| Set exercise |
Find "drop a point: the blue running shorts" in the material below, then copy that line and every subsequent line to the end, exactly.
########################################
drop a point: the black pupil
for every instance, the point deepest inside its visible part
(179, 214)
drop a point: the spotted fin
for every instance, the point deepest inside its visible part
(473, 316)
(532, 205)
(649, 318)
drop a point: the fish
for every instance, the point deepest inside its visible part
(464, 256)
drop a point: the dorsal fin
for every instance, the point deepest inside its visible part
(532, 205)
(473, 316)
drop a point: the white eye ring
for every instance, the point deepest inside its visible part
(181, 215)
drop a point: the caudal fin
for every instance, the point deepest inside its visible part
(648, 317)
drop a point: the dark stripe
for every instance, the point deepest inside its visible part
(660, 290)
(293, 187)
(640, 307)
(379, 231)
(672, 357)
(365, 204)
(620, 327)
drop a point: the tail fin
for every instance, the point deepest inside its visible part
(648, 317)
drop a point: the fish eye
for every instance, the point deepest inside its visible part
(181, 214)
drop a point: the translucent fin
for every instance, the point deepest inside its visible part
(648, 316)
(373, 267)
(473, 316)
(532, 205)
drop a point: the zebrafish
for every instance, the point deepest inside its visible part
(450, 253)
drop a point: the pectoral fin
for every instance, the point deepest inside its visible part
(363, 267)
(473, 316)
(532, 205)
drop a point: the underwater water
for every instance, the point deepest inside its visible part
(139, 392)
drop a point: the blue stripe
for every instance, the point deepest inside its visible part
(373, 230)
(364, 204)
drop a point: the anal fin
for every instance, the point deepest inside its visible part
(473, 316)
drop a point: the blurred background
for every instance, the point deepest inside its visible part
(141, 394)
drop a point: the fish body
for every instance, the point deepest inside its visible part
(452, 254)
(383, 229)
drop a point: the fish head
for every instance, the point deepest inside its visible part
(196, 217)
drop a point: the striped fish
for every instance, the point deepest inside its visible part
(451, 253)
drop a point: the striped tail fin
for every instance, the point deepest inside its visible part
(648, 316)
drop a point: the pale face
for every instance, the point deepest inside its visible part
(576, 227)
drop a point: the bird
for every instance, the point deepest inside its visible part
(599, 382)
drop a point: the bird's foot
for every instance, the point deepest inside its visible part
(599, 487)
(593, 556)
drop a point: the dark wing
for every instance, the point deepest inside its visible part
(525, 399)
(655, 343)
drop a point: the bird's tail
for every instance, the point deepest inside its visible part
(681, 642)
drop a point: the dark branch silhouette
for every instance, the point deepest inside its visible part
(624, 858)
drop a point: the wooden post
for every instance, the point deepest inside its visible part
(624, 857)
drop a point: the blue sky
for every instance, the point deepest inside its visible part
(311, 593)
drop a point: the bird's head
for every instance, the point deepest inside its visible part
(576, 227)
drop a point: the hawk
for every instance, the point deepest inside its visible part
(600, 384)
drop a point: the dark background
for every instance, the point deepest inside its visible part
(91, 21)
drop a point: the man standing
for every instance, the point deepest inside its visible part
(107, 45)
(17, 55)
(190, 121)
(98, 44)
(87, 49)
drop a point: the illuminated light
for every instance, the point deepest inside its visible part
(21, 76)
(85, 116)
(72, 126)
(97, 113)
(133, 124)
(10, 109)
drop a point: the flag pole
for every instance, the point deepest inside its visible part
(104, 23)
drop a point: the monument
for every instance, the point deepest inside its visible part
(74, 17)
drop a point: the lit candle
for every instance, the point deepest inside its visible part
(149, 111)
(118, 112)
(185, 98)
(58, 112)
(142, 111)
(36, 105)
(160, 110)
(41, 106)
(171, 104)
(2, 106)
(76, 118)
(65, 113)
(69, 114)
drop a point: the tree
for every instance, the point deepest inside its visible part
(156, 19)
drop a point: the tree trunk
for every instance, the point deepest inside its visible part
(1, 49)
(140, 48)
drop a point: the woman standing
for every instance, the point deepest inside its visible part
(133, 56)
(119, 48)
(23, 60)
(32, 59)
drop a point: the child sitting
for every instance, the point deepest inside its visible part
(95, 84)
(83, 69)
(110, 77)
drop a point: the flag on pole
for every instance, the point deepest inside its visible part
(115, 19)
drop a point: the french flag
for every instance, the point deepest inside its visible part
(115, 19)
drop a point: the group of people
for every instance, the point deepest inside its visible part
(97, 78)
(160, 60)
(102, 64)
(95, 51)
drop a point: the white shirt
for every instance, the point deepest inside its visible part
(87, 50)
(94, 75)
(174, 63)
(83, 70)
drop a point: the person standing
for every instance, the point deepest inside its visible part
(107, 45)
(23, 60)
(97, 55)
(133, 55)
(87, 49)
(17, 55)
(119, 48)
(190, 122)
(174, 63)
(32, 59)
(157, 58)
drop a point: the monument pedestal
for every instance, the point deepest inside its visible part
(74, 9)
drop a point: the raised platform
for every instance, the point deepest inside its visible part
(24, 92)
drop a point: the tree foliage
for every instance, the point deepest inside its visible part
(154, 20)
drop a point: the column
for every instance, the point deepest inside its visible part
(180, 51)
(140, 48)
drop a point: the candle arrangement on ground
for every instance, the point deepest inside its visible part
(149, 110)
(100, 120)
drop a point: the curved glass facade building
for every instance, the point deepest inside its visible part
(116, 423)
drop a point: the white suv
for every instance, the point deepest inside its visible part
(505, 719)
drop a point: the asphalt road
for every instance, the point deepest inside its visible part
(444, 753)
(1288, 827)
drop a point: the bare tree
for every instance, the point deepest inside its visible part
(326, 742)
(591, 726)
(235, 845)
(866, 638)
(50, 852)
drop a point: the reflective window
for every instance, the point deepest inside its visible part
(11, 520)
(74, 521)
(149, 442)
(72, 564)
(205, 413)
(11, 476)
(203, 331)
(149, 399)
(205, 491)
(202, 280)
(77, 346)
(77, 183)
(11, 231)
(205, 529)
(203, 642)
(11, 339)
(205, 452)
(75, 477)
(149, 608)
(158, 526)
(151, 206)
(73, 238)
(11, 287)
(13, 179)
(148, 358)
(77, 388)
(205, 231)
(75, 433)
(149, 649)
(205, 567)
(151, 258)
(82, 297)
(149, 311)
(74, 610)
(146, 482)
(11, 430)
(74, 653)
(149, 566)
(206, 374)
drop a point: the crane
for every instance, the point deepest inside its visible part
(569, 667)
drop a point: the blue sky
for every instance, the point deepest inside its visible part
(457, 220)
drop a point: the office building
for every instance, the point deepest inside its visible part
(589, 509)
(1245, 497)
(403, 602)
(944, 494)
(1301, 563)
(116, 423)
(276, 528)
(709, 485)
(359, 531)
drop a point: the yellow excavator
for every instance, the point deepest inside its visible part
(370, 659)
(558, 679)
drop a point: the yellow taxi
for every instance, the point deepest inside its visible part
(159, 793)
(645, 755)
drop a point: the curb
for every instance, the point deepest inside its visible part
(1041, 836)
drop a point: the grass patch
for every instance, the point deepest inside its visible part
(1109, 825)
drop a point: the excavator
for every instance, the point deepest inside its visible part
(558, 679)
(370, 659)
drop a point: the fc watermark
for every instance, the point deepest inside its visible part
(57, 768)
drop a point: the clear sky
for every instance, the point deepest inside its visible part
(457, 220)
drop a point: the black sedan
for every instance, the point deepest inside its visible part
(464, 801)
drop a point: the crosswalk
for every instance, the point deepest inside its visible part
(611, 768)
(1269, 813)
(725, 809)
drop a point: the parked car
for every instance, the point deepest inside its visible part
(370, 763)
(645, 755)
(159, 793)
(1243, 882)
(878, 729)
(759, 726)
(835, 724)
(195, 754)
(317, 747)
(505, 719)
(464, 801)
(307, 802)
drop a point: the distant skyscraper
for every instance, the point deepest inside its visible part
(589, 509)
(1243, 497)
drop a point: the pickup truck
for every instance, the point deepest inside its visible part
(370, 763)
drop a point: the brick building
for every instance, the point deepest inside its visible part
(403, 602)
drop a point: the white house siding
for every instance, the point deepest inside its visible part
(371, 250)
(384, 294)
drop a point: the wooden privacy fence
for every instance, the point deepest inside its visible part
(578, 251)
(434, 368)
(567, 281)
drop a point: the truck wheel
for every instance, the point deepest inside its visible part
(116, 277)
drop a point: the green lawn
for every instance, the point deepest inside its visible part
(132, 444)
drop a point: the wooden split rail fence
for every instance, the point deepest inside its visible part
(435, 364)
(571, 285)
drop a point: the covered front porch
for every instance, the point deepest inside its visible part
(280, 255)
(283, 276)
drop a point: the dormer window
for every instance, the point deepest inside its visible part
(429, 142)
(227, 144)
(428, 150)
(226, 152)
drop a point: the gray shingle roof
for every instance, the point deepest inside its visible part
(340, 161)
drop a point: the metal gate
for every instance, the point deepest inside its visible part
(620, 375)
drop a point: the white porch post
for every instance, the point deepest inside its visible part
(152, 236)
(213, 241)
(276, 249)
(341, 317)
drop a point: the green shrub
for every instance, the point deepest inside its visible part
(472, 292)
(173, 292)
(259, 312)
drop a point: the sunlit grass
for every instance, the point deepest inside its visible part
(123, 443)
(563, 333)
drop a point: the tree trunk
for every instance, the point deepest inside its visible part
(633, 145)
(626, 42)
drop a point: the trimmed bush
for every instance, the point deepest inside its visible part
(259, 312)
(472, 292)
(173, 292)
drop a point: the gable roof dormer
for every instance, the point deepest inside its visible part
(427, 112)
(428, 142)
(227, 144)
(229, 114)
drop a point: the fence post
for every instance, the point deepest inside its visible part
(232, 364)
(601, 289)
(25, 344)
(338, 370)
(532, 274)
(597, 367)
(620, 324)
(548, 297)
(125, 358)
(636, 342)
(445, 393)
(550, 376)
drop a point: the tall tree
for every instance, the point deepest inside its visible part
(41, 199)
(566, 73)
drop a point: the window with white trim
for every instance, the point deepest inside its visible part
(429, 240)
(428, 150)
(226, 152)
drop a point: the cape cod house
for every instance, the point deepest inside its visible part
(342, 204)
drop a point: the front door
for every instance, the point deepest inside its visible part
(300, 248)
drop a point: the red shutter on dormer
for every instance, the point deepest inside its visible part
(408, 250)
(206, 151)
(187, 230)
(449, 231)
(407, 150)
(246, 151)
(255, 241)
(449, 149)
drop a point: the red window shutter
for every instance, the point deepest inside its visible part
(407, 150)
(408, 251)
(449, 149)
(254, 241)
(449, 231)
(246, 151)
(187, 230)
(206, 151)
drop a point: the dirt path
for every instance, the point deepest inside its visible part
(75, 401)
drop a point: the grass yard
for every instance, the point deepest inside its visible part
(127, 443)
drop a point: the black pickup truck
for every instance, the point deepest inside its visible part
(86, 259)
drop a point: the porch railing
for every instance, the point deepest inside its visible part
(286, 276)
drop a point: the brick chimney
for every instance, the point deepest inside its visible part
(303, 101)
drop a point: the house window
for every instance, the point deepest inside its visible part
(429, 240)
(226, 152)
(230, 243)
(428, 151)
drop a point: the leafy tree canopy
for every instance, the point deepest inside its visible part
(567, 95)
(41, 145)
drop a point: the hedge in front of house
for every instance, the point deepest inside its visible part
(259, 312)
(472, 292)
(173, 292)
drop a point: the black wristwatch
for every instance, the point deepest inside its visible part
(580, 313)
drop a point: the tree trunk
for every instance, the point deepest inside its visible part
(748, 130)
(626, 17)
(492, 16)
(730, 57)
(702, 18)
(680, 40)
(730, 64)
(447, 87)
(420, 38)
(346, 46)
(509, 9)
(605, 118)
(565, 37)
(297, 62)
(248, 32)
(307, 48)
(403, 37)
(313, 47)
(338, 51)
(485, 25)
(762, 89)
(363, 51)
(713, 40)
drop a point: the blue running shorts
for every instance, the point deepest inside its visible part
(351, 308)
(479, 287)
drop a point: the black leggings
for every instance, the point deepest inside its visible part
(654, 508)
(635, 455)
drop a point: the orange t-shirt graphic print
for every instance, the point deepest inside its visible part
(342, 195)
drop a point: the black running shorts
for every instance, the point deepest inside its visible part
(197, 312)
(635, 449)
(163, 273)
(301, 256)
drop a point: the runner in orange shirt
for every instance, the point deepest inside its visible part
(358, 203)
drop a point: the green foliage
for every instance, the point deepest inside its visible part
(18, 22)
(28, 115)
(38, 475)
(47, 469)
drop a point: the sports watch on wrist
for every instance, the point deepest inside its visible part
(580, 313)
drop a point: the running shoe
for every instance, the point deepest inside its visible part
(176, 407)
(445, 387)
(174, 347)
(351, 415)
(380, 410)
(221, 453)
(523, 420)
########################################
| Correct answer |
drop a point: the blue running shorts
for every instance, the point deepest inside its visible part
(351, 308)
(479, 287)
drop a point: the black leggings
for every instance, the point deepest inside its visible part
(654, 508)
(635, 455)
drop a point: the orange t-shirt graphic print
for every instance, the point deepest inside its visible part
(342, 195)
drop a point: the black running shorts
for every instance, the point deepest inside its visible part
(197, 312)
(635, 449)
(163, 273)
(301, 256)
drop a point: the runner in orange shirt
for every instance, the point deepest inside its visible part
(358, 203)
drop a point: the green foliage
for every instance, the point deepest inside its visible part
(18, 22)
(28, 115)
(38, 475)
(47, 469)
drop a point: the sports watch on wrist
for every instance, the point deepest inside its visible part
(580, 313)
drop a point: the running shoe
for every instance, the point deepest inside its visible part
(176, 407)
(445, 387)
(174, 347)
(351, 415)
(380, 410)
(221, 453)
(523, 420)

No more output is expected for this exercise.